- [Consignes]
a) Répondez aux questions suivantes à partir de l'extrait du document.
(i) Depuis quand économistes et financiers examinent-ils les liens entre la structure de capital et le comportement de marché des entreprises ?
(ii) De quelles parties se compose l'intérêt versé à la banque dans le contrat optimal ?
(iii) Quels deux auteurs l'introduction cite-t-elle pour une présentation des principaux résultats ?
b) Traduisez en anglais cette phrase de l'extrait du document : « Le contrat optimal se distingue du contrat de dette classique par la présence d’une clause de participation : l’intérêt versé à la banque comprend une partie fixe et une partie variable, indexée sur les profits de la firme. »
c) Recopiez l'extrait du document de « Article body » à « en environnement stratégique. » en remplaçant « économistes » par « chercheurs ».

- [Extrait du document]
▬▬▬

Abstracts
Résumé
Cet article considère un jeu en quantités avec financement des capacités de production, dans lequel la forme des contrats financiers constitue la variable stratégique pertinente des entreprises. Le contrat optimal se distingue du contrat de dette classique par la présence d’une clause de participation : l’intérêt versé à la banque comprend une partie fixe et une partie variable, indexée sur les profits de la firme. Le contrat de dette participative s’avère proconcurrentiel à l’équilibre symétrique du jeu, au sens où il incite à la concurrence. En revanche, dès lors qu’on introduit un avantage de premier décideur à l’étape contractuelle, il peut être une source de barrières stratégiques à l’entrée et donc avoir des effets anticoncurrentiels.
Abstract
This article examines a Cournot game with financing of production capacities. The design of financial contracts sets up the relevant strategic variable of firms. The optimal contract is different from the standard debt contract by a clause of involvement: bank interest includes a fixed part and a variable part, indexed to firm profits. Debt-equity contract is procompetitive at game symmetrical equilibrium, in the sense that incites to competition. On the other hand, as soon as we introduce an avantage of first decision-maker at the contractual stage, it can be a source of entry strategical barriers. In fine, it has anticompetitive effects.
Article body
Introduction
Depuis le milieu des années quatre-vingt, économistes et financiers examinent avec un intérêt croissant les liens unissant la structure de capital et le comportement de marché des entreprises (voir Maksimovic, 1995 et Faure-Grimaud, 1998, pour une présentation des principaux résultats). Notre article s’inscrit dans cette perspective, en considérant la question de la forme optimale des contrats de financement en environnement stratégique.

▬▬▬

- [Items extraits]
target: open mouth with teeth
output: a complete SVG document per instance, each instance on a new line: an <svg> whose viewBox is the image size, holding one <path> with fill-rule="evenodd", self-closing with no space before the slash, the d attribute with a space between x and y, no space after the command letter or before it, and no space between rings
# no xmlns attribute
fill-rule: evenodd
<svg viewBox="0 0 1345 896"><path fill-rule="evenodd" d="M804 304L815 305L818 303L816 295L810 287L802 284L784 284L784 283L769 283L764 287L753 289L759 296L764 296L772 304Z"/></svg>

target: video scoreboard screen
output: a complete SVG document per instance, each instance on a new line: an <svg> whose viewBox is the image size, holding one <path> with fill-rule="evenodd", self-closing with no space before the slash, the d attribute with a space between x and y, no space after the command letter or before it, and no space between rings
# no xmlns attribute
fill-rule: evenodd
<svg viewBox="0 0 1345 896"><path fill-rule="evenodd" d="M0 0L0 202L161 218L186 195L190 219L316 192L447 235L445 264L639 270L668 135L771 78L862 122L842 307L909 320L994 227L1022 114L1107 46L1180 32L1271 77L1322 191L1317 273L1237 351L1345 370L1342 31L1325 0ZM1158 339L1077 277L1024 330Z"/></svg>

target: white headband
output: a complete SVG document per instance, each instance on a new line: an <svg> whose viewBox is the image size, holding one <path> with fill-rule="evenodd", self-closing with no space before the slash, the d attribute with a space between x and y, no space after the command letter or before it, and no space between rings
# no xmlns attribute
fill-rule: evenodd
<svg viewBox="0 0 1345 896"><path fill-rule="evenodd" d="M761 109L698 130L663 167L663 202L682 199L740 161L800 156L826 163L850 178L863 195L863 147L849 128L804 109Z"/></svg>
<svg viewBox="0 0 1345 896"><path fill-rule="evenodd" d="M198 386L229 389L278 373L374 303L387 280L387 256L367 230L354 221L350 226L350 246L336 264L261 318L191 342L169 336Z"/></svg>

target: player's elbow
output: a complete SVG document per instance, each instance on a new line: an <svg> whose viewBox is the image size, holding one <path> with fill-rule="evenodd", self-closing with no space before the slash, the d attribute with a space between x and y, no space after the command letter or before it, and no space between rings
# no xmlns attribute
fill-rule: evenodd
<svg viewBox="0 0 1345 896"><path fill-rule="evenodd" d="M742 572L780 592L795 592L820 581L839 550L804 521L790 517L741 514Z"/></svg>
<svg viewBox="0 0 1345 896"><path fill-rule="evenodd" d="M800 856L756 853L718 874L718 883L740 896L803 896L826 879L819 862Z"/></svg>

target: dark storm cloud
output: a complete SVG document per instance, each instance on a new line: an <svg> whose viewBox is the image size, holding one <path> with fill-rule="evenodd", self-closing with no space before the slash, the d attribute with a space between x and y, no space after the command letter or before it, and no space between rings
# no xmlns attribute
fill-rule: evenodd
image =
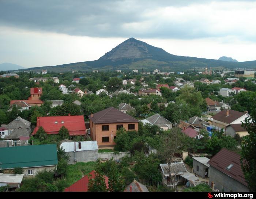
<svg viewBox="0 0 256 199"><path fill-rule="evenodd" d="M179 12L180 8L209 3L206 0L0 0L0 25L91 37L186 39L225 37L230 33L226 30L207 30L209 22L203 16L179 21L183 14ZM177 17L158 18L161 9L170 6L176 8L173 16ZM189 14L184 14L189 18ZM232 35L241 34L231 31Z"/></svg>

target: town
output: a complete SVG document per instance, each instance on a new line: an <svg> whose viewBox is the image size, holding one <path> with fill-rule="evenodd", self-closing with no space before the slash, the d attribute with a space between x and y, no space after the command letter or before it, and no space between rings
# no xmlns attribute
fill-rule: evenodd
<svg viewBox="0 0 256 199"><path fill-rule="evenodd" d="M0 190L256 191L256 71L144 68L1 71Z"/></svg>

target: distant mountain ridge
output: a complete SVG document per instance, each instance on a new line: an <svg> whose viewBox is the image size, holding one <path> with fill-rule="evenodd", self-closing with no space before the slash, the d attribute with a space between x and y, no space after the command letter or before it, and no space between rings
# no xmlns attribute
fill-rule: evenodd
<svg viewBox="0 0 256 199"><path fill-rule="evenodd" d="M28 69L36 71L44 69L59 72L117 69L123 71L133 69L152 71L158 68L163 71L170 71L204 68L206 66L219 68L252 68L256 67L256 61L239 62L227 62L174 55L161 48L155 47L131 38L97 60L33 68Z"/></svg>
<svg viewBox="0 0 256 199"><path fill-rule="evenodd" d="M25 69L26 68L11 63L3 63L0 64L0 70L7 71L19 70L19 69Z"/></svg>
<svg viewBox="0 0 256 199"><path fill-rule="evenodd" d="M233 60L232 58L232 57L225 57L225 56L220 57L219 58L218 60L225 61L233 61L235 62L238 62L237 60Z"/></svg>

▬▬▬

- [Résultats]
a)
(i) Depuis le milieu des années quatre-vingt.
(ii) D'une partie fixe et d'une partie variable, indexée sur les profits de la firme.
(iii) Maksimovic (1995) et Faure-Grimaud (1998).

b) The optimal contract differs from the standard debt contract in that it includes a participation clause: the interest paid to the bank comprises a fixed part and a variable part, indexed to the firm's profits.

c)
Article body
Introduction
Depuis le milieu des années quatre-vingt, chercheurs et financiers examinent avec un intérêt croissant les liens unissant la structure de capital et le comportement de marché des entreprises (voir Maksimovic, 1995 et Faure-Grimaud, 1998, pour une présentation des principaux résultats). Notre article s’inscrit dans cette perspective, en considérant la question de la forme optimale des contrats de financement en environnement stratégique.